Tantangan
a: Tentukan apakah setiap pernyataan berikut sesuai dengan teks tafsir Al-Qur'an, lalu jawab ya atau tidak disertai kutipan persis kata-kata dari teks yang menentukan jawabannya: (i) Menurut Tafsir Jalalain, mereka mendekatkan diri kepada Tuhan melalui ketaatan kepada-Nya; (ii) ayat berbahasa Arab yang pertama dikutip adalah Qs. Al-Israa ayat 37; (iii) teks menyebutkan bahwa sebagian manusia menyembah matahari dan bulan.
b: Berikan lanjutan teks tafsir Al-Qur'an mulai setelah kalimat terakhir yang ditampilkan.

Teks yang Diberikan

------------------------------

أُوْلَئِكَ الَّذِينَ يَدْعُونَ يَبْتَغُونَ إِلَى رَبِّهِمُ الْوَسِيلَةَ أَيُّهُمْ أَقْرَبُ وَيَرْجُونَ رَحْمَتَهُ وَيَخَافُونَ عَذَابَهُ إِنَّ عَذَابَ رَبِّكَ كَانَ مَحْذُورًا (الإسراء : 57 )

“Orang-orang yang mereka seru itu, mereka sendiri mencari jalan kepada Rabb mereka siapa diantara mereka yang lebih dekat (kepada Allah) dan mengharapkan rahmat-Nya dan takut akan azab-Nya, sesungguhnya azab Rabbmu adalah sesuatu yang (harus) ditakuti”. (Qs. Al-Israa : 57)
Berdasarkan Imam Jalaludin Al-Mahali dan Imam Jalaluddin As-Suyuti di dalam kitabnya Tafsir Jalalaini, mereka mencari jalan kepada Tuhan mereka dengan mendekatkan diri kepada Tuhan mereka dengan melalui ketaatan kepada-Nya artinya mencari jalan itu yang lebih dekat kepada Allah, maka mengapa mencarinya kepada selain-Nya.
5.    Di antara manusia ada pula yang menyembah matahari dan bulan. Allah SWT berfirman :

وَمِنْ ءَايَاتِهِ الَّيْلُ وَالنَّهَارُ وَالشَّمْسُ وَالْقَمَرُ لاَتَسْجُدُوا لِلشَّمْسِ وَلاَلِلْقَمَرِ وَاسْجُدُوا لِلَّهِ الَّذِي خَلَقَهُنَّ إِن كُنتُمْ إِيَّاهُ تَعْبُدُونَ (فصلت : 37 )

------------------------------

Data yang Diberikan
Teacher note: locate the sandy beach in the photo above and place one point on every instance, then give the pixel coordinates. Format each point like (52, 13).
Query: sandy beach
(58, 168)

------------------------------

Jawaban Soal
a:
(i) Ya: "dengan mendekatkan diri kepada Tuhan mereka dengan melalui ketaatan kepada-Nya"
(ii) Tidak: "(Qs. Al-Israa : 57)"
(iii) Ya: "Di antara manusia ada pula yang menyembah matahari dan bulan."

b:
“Dan sebagian dari tanda-tanda kekeuasaan-Nya ialah malam, siang, matahari dan bulan. Janganlah bersujud kepada matahari dan janganlah (pula) kepada bulan, tetapi bersujud kepada Allah yang menciptakannya, jika kamu hanya kepada-Nya saja menyembah”.(Qs. Fushshilat : 37)
Mereka menganggap bahwa matahari adalah malaikat, dan ia memiliki jiwa serta akal, karena matahari adalah sumber cahaya bintang. Dan cahaya semua makhluk berasal darinya. Oleh karena itu, matahari berhak diagungkan, disembah, dan hendaklah mereka berdo’a kepadanya.
Mereka telah menjadikannya sebagai Tuhan, ditangannya terdapat mutiara berwarna api. Lalu mereka membangun sebuah rumah khusus untuknya, mereka menaburkan wewanginan, menghiasinya dengan tirai dan tiang-tiang, mereka melakukan sembahyang di dalam rumah itu tiga kali sehari.
Yang datang ke rumah itu adalah orang yang mempunyai hajat atau orang sakit, lalu mereka berdo’a, memohon kesembuhan dengan keberkahannya. Mereka pun berpuasa untuk matahari. Selain matahari, mereka juga melakukan rutinitas ini kepada semua bintang yang mengambil cahaya dari matahari. Dengan demikian, mereka tidak membatasi rububiyah (ketuhanan) pada matahari saja, tetapi mereka juga berbuat syirik dengan menyembah bintang, selain menyembah matahari.
Selain itu, mereka pun membuat berhala unta untuk memuja bulan dan di tangannya tergenggam perhiasan. Mereka menggantungkan nasib padanya sebagaimana mereka menggantungkan nasib pada matahari. Seperti, matangnya buah-buahan.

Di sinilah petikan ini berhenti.